SUPPLIED TEXT:
I have often seen many people write critiques such as -

Subject is not looking in the camera so I don't feel connected!

on photos where the subject is not engaged in some particular activity like cooking, playing with an object, writing etc.

I also remember a photo where a boy was walking through a forest and looking elsewhere with the background somewhat blurred. That photo too had received the same comments.

What's wrong with subject not looking in the camera in these cases, and what do they mean by "not feeling connected"?

Can there be some cases where it makes sense for the subject to look in the camera? - no, I am NOT talking about ID/PAN card photos.

Please include example photos in the answers showing the difference between the composition effect when the subject looks in the camera and in the same scenario when he doesn't.


It isn't necessary to have the subject looking into the camera. In fact sometimes the photo is all the better when the subject isn't looking into the camera. It all depends on what you want to communicate with the image you are making. If you want a natural looking subject that appears to be engaged in some type of activity (whether that is obvious by including it in the scene or implied by leaving it out of the scene) then the last thing you want is for the subject to look at the camera and acknowledge their awareness of being photographed.

enter image description here

On the other hand, when the subject does look into the camera the dynamics of the relationship between subject and viewer are turned upside down. Instead of the viewer choosing to look at an unaware subject, the subject now controls what the viewer sees.

enter image description here

You can even create powerful images with human subjects not even facing the camera.

"The waiting is the hardest part" enter image description here

You've asked several questions lately that seem to assume there is something wrong with your photos because they receive negative criticism. Here's the deal: No matter what you do if you put your photos out in the wild in places where they can be critiqued someone will have issues with the decisions you made when taking the photo. There has probably never been a photo made that has been seen by more than one person that doesn't have at least one negative critique! There is not always a single "right" way to take a particular photo. Yet many critiques come across as saying "any other way than the way I think you should have done it is wrong."

I'm sure there are critics who would find fault with Ansel Adams' "Moonrise - Hernandez, NM"! I'm sure there are plenty of wanna' be photographers that think Walter Iooss, Jr is a hack and that with the access he has had they could have captured better images! Steve McCurry's 1985 National Geographic cover photo of a green eyed Afghan girl probably has detractors as well.

There is not always a single "right" way to take a particular photo. Yet many critiques come across as saying "any other way than the way I think you should have done it is wrong."

WRITTEN EXERCISE 1: In the records below, how many lines contain the string "tree"? Case counts. Reply with the number alone.

RECORDS:
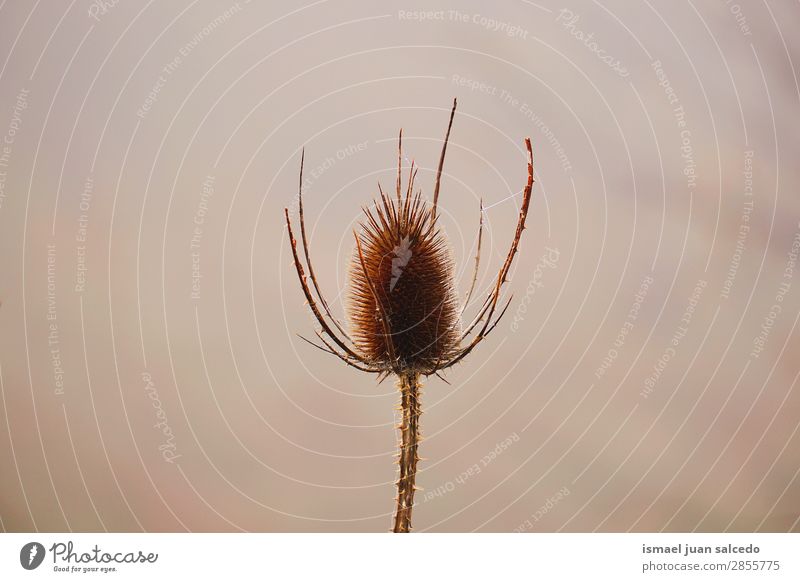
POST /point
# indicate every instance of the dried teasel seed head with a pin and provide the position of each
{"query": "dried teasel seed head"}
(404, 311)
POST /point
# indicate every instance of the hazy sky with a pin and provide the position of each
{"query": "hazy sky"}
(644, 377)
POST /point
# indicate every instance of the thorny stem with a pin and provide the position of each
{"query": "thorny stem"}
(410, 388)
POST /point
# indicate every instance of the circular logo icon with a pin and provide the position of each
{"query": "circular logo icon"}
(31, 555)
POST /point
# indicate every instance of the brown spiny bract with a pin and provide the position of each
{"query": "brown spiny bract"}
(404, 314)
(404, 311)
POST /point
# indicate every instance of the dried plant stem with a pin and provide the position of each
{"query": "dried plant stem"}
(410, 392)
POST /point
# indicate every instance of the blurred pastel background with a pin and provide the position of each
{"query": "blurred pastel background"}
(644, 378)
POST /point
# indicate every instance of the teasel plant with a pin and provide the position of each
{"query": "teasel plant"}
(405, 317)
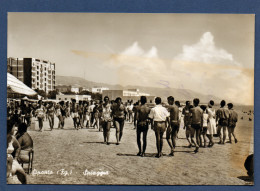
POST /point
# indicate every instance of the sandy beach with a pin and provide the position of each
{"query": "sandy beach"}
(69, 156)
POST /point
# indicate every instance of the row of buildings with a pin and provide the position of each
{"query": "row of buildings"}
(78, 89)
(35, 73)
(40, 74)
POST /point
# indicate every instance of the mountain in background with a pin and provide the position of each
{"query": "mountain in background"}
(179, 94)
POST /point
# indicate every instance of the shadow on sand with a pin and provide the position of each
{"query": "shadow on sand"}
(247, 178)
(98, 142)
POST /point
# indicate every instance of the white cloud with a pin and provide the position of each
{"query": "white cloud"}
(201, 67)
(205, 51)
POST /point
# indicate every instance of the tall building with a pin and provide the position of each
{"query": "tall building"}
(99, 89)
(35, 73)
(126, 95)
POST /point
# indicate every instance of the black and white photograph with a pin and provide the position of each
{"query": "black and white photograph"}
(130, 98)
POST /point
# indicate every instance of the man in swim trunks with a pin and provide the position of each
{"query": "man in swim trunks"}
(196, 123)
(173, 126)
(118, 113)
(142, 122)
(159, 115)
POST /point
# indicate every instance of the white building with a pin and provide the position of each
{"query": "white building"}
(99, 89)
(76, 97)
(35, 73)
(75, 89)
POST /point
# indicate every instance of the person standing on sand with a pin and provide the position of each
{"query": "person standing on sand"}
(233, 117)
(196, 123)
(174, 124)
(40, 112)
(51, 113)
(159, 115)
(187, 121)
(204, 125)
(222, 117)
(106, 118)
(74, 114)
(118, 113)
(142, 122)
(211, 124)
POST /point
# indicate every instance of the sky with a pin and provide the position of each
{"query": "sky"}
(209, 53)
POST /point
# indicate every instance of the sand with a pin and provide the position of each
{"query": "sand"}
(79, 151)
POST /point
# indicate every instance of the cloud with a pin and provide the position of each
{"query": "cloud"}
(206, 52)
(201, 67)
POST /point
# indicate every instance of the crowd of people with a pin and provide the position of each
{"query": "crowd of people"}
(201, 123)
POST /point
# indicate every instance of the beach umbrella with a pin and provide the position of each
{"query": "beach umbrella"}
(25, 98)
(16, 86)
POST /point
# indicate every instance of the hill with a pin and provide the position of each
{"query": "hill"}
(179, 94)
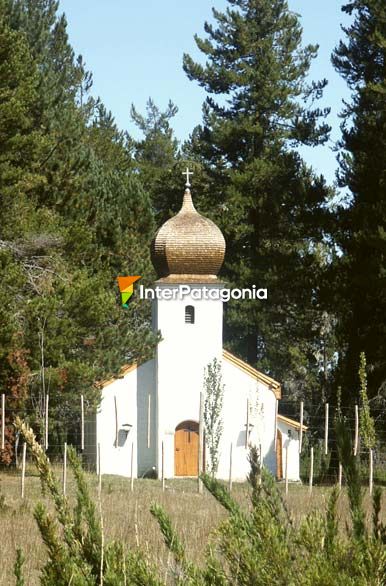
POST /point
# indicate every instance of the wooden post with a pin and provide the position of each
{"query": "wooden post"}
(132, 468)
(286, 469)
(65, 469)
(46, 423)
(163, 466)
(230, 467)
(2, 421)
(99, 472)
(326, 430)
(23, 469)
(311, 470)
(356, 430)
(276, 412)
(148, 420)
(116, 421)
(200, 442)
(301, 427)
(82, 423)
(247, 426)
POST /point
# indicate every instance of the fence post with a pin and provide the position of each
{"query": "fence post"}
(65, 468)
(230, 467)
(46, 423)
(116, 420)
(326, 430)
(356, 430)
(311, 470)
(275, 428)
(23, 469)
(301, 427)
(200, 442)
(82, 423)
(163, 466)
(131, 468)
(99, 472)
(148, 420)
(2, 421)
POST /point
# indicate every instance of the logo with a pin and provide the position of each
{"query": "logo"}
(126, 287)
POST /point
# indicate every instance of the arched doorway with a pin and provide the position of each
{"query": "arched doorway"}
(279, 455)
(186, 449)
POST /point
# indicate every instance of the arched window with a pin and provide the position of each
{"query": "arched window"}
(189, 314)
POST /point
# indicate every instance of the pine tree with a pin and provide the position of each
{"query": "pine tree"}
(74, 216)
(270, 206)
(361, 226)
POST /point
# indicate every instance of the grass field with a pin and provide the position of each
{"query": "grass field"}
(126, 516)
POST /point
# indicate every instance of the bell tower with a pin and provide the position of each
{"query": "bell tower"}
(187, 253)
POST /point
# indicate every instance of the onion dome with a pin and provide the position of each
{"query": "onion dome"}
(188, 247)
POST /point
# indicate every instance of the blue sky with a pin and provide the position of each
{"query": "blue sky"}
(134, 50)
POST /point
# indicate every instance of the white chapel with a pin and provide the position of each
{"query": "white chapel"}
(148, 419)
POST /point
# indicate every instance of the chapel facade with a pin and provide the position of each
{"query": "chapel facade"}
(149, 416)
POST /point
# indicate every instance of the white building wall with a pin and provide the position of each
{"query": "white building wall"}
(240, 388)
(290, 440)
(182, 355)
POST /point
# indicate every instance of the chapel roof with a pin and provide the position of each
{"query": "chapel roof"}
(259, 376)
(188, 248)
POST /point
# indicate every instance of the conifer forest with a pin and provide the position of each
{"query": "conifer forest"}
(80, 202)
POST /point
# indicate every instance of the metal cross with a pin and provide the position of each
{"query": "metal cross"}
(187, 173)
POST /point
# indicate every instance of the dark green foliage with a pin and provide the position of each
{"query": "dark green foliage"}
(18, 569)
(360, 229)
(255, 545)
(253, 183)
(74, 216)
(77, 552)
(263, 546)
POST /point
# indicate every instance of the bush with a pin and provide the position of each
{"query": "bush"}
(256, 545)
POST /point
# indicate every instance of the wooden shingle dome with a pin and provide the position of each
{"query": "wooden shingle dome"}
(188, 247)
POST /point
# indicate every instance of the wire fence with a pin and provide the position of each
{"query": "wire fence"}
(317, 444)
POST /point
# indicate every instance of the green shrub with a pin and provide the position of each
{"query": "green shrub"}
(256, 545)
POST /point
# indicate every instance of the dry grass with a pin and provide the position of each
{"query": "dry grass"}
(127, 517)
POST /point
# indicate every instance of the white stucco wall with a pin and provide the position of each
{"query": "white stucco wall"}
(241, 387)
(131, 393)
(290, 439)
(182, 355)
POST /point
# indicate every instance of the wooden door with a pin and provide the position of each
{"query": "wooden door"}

WRITTEN EXERCISE 2: In the text on subjects looking into the camera, which magazine ran Steve McCurry's 1985 cover photo of a green-eyed Afghan girl?

FINISHED ANSWER 1: 2

FINISHED ANSWER 2: National Geographic